===== Records to use =====
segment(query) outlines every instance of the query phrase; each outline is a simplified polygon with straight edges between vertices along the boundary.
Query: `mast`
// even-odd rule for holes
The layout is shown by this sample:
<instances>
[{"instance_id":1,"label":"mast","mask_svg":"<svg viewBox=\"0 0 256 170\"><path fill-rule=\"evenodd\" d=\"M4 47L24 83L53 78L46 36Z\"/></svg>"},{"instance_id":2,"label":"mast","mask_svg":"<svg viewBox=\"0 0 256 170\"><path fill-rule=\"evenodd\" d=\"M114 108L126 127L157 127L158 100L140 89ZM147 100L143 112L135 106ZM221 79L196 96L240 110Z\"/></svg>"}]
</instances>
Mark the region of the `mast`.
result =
=====
What is expected -
Please extract each line of the data above and reproduce it with no changes.

Right answer -
segment(query) outlines every instance of the query phrase; each outline is a simplified polygon with straight edges between vertices along the boundary.
Query: `mast`
// even-odd rule for holes
The layout is shown by this sample:
<instances>
[{"instance_id":1,"label":"mast","mask_svg":"<svg viewBox=\"0 0 256 170\"><path fill-rule=\"evenodd\" d=\"M4 47L24 83L53 78L46 36Z\"/></svg>"},{"instance_id":2,"label":"mast","mask_svg":"<svg viewBox=\"0 0 256 170\"><path fill-rule=\"evenodd\" d=\"M114 108L126 127L157 127L158 100L140 89ZM147 100L143 112L135 106ZM221 79L196 96L240 110Z\"/></svg>"}]
</instances>
Mark the region of the `mast`.
result =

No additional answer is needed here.